Stated problem:
Copy out all of the data below word for word, but leave out the pictures.

Records of labeled boxes:
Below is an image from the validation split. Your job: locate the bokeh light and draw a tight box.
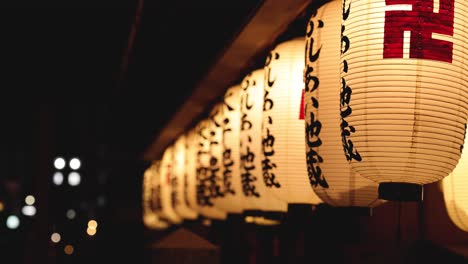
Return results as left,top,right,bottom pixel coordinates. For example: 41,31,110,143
24,195,36,205
6,215,20,229
52,172,63,185
21,205,37,216
68,171,81,186
67,209,76,220
86,227,97,236
68,158,81,170
50,232,62,243
54,157,65,170
63,245,75,255
88,219,97,229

Response to the exercise:
Below is an image from the validation split. Your job: locate the bokeh light and draw a tight box.
Return results as left,top,right,bottom pixel coordinates. For example: 41,31,110,143
24,195,36,205
6,215,20,229
52,172,63,185
21,205,37,216
68,171,81,186
67,209,76,220
86,227,97,236
68,158,81,170
50,232,62,243
54,157,65,170
63,245,75,255
88,219,97,229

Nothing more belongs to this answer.